全財産は・・・
我が家の休日、何気ないひととき。
テレビを見て、大笑いする夫と長女。
夫は長女のお尻をポンポンと叩いた。
これ、共感して欲しい時、人がよくやる行為。
ところが、お年頃の長女は、共感するどころか、
父親をギロリと睨んでこう言ったわ。
遠い昔、お年頃の娘だった私にも覚えがあること・・・。
でも、父親はそんな娘のひと言に深く深く傷つくのだった。
そして、傷ついた夫は、今度は妻に話をふった。
でもね、私だって忙しいのよ!
どこのおかきだなんて、
そんなのとっくに忘れちゃったわよ。
妻にまで、虐げられる可哀想な男。
その時だった。
夫の耳に天使の声が・・・
「パパ~」
そのかわいい声の主は、
寂しさで震える夫の体にそっと手を回したわ。
男のやさぐれた心は瞬時に癒され、
夫は目を潤ませながら次女を抱きしめた。
そして、夫はこう言った。
一体何を決めたっていうわけ?
全財産?
「あぁ、そうだとも!」
それを聞くや、次女は飛び上がって喜んだ。
次女のそんな姿を見て、
夫は満足げに私たちの方をチラリと見たわ。
『いいんだな?』その目は物語っていたわ。
でもさ~、いいんだな?と言われても・・・
あっけなくスル―。
そんな私たちの態度を見た夫。
でもね、それからも、夫は懲りもせず、
次女に優しくされるたびにこの言葉を繰り返した。
私と長女はそれを聞いて、
ただただ呆れるしかなかったわ。
でもね、言っている本人も、
私たちの冷たい反応をわかっていて、
わざと面白がってその台詞を口にしている節もあった。
ところが、ある日のことだ。

▸ **データ一覧**
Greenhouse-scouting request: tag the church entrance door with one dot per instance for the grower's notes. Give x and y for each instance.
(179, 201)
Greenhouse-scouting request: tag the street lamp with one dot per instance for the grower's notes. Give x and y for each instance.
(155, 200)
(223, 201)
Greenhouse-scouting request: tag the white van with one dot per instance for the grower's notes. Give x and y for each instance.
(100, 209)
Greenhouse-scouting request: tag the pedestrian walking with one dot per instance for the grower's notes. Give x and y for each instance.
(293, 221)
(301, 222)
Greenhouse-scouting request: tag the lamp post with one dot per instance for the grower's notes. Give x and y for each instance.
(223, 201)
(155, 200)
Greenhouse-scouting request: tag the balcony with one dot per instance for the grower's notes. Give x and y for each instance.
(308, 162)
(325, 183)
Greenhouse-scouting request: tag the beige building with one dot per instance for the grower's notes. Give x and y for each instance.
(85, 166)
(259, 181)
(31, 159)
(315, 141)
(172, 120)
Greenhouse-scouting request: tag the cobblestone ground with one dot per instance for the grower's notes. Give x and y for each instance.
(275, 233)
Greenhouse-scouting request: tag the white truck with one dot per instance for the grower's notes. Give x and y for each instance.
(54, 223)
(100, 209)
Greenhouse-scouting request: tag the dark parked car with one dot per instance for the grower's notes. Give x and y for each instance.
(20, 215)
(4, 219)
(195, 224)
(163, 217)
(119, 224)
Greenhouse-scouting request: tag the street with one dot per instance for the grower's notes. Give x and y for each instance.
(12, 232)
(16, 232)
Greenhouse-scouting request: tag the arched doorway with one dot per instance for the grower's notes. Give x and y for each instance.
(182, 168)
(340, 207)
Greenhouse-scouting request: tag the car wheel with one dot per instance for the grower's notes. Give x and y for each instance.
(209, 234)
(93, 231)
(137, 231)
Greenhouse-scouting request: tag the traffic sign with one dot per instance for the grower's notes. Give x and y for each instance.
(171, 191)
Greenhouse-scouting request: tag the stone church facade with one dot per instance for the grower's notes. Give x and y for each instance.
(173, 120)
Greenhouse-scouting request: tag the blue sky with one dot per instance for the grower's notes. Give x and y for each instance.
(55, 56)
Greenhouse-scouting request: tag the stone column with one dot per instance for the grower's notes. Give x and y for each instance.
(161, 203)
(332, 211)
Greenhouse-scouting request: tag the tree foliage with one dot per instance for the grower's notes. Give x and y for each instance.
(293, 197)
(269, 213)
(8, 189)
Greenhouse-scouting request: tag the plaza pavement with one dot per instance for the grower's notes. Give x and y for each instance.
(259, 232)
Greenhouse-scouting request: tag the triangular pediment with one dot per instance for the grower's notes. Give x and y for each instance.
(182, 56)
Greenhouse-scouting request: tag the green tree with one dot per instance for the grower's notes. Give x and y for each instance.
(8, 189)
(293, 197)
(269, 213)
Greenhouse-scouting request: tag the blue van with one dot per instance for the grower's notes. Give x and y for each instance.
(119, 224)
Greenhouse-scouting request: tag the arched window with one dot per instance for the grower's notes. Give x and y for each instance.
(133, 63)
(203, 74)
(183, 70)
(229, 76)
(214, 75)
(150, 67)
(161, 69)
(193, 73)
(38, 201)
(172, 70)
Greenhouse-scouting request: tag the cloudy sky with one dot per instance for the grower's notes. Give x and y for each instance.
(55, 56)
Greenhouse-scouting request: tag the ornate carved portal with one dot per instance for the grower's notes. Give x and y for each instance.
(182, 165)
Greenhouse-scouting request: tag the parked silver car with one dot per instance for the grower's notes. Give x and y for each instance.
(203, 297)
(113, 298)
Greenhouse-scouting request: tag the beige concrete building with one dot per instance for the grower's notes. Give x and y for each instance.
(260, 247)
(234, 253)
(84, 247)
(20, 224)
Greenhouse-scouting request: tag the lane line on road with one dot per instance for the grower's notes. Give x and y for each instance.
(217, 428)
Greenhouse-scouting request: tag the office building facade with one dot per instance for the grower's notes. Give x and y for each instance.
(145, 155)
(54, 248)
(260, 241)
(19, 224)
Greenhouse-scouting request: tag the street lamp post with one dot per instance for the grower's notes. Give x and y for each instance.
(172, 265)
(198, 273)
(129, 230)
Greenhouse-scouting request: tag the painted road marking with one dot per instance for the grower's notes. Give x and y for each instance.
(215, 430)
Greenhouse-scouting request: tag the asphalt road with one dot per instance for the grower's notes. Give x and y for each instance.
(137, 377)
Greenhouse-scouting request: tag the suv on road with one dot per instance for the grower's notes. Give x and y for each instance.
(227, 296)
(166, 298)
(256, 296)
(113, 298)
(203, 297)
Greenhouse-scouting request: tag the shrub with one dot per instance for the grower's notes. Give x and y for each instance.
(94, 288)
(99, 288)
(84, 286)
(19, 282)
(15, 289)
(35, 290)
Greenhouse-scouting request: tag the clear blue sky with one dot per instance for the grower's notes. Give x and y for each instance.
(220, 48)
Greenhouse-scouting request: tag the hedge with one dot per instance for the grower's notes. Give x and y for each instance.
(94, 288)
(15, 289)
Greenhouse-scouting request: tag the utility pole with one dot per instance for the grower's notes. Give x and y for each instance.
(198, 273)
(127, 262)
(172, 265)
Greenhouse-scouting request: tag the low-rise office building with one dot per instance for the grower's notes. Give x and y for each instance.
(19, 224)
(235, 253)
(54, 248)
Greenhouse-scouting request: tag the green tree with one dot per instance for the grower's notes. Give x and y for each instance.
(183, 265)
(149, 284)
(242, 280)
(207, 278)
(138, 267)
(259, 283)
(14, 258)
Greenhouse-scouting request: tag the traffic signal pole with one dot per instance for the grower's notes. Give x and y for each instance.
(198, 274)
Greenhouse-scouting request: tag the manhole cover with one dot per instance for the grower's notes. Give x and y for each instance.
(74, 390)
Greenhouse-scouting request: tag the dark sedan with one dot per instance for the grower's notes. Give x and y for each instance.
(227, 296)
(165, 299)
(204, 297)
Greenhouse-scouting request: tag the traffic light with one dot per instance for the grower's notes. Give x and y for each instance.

▸ **作業内容**
• A. 本文から、「夫は長女のお尻をポンポンと叩いた。」を含む箇所を起点に、「でもね、私だって忙しいのよ!」までの範囲を原文のまま出力してください。
• B. 本文で、テレビを見て大笑いしていたのは誰と誰ですか。
• C. 本文では、夫が長女のお尻をポンポンと叩いた行為をどう説明していますか。1〜3文で答えてください。

▸ **解答**
• A.
夫は長女のお尻をポンポンと叩いた。
これ、共感して欲しい時、人がよくやる行為。
ところが、お年頃の長女は、共感するどころか、
父親をギロリと睨んでこう言ったわ。
遠い昔、お年頃の娘だった私にも覚えがあること・・・。
でも、父親はそんな娘のひと言に深く深く傷つくのだった。
そして、傷ついた夫は、今度は妻に話をふった。
でもね、私だって忙しいのよ!

• B. 夫と長女です。

• C. 共感して欲しい時に人がよくやる行為だと説明しています。